EXERCISE DESCRIPTION: Look through the listing and report every line that has "outlines" in it.

SOURCE RECORDS:
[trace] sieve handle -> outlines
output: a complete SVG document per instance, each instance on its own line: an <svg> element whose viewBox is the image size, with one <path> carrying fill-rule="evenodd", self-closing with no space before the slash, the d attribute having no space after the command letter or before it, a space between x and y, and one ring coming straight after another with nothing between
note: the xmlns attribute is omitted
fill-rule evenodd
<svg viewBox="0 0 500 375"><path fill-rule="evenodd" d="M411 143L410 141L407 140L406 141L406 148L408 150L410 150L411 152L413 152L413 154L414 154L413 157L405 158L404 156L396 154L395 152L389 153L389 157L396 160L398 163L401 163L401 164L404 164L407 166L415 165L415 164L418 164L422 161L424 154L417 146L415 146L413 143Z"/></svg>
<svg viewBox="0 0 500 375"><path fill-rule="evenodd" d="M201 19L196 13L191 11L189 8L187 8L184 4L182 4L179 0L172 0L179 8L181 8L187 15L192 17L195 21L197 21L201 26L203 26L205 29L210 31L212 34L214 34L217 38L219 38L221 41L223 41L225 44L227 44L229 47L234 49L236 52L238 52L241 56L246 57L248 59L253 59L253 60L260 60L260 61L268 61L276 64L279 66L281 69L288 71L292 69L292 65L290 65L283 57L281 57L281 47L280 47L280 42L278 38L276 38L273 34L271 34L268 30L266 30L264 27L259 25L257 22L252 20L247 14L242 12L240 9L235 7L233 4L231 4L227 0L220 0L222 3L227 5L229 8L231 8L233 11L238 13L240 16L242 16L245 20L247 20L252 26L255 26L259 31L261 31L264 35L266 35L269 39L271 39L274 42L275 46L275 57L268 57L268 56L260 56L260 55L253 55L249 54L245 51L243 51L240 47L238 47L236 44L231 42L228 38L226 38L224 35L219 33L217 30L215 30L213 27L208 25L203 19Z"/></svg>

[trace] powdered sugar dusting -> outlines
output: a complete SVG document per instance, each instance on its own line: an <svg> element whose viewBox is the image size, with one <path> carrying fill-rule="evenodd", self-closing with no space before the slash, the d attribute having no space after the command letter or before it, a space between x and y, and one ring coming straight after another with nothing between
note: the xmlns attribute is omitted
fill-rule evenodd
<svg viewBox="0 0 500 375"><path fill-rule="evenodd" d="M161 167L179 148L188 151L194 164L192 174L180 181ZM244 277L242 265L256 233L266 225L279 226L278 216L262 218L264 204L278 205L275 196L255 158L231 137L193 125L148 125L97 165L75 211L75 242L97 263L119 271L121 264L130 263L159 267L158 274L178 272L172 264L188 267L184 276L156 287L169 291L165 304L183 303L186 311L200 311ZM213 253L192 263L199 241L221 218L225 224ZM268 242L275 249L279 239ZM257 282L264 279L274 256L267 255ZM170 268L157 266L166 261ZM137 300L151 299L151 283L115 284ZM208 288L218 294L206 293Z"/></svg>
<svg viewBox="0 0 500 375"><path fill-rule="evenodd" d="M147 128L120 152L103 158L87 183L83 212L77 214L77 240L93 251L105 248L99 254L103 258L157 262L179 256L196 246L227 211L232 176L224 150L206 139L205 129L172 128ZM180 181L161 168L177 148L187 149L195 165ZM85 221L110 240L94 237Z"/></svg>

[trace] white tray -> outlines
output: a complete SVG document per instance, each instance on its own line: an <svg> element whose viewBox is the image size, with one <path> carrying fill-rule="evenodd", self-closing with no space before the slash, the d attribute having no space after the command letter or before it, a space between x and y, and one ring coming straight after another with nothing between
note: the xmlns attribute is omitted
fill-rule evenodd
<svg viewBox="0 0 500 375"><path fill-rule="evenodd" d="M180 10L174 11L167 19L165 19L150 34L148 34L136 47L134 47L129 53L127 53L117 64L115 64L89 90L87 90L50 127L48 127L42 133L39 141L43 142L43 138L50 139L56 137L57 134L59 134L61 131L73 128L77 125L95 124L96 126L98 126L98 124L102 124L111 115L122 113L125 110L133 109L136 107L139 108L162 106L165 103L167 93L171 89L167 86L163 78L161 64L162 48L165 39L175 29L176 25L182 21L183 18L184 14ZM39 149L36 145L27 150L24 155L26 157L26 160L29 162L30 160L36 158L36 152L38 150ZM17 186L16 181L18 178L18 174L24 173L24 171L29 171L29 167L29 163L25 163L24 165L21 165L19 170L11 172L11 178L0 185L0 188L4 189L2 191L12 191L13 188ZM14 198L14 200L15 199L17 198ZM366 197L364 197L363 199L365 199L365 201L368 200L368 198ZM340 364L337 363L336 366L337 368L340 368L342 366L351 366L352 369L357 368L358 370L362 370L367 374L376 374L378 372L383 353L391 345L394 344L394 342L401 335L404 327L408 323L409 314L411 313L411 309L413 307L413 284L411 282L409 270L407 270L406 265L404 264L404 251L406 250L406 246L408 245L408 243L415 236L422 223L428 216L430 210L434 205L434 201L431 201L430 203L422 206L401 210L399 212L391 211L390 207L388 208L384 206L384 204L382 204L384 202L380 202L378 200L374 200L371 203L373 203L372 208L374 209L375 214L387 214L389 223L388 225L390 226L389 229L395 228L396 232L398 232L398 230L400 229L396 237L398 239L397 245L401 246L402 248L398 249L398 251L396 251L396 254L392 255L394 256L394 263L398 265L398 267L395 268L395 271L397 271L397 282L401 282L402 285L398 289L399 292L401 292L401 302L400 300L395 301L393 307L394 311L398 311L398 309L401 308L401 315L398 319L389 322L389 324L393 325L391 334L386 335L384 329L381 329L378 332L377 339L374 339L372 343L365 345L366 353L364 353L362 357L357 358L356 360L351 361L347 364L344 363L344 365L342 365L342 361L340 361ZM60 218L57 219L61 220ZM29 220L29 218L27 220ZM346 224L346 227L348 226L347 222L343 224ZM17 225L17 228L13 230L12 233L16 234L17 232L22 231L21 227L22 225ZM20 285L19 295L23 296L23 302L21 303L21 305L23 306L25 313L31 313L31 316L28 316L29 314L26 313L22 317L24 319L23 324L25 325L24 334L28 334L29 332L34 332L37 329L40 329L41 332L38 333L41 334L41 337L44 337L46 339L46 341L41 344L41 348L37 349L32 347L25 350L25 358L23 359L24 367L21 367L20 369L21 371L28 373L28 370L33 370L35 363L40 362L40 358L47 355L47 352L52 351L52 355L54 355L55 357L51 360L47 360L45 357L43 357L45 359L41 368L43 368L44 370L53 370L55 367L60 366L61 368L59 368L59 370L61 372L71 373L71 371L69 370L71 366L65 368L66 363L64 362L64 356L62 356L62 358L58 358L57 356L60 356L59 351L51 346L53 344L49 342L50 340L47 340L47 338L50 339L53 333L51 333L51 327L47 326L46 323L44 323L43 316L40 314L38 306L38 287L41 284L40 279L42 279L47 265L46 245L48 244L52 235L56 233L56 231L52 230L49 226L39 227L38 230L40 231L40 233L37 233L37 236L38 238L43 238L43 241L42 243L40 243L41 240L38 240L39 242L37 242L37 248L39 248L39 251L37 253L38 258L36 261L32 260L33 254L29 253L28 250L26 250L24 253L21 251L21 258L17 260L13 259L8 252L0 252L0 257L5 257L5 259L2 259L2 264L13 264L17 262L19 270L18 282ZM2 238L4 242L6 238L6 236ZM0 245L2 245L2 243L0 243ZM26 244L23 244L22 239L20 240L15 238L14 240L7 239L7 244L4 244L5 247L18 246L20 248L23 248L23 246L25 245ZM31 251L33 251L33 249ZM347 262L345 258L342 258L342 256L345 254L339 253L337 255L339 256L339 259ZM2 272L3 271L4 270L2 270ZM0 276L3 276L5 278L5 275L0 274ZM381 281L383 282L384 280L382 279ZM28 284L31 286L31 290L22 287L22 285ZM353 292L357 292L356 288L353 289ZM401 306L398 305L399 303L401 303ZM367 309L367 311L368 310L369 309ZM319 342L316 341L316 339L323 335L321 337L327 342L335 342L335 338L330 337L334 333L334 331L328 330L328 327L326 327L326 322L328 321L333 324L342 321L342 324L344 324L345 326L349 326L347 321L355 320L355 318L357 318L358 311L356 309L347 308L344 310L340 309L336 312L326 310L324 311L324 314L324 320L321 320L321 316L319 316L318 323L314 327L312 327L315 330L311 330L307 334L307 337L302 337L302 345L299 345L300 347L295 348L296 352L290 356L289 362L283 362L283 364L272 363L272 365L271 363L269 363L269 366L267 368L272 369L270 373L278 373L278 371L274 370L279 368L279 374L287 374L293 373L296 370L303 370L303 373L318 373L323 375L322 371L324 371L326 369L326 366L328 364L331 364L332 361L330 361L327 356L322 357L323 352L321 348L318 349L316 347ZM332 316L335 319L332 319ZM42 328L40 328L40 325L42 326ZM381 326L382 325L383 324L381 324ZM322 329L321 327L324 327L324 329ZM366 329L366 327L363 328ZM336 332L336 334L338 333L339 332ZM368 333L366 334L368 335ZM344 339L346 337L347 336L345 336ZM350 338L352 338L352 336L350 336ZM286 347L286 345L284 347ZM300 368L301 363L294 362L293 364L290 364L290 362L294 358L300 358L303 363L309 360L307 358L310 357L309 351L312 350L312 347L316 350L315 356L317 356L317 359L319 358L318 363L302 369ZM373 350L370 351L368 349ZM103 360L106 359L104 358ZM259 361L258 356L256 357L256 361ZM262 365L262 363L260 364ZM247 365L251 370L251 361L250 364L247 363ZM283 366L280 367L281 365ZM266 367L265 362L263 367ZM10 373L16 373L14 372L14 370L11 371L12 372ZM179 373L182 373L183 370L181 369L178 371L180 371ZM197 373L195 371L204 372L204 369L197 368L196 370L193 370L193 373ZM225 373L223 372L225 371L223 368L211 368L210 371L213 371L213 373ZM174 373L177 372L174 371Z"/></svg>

EXPECTED ANSWER:
[trace] sieve handle -> outlines
[trace] powdered sugar dusting -> outlines
[trace] white tray -> outlines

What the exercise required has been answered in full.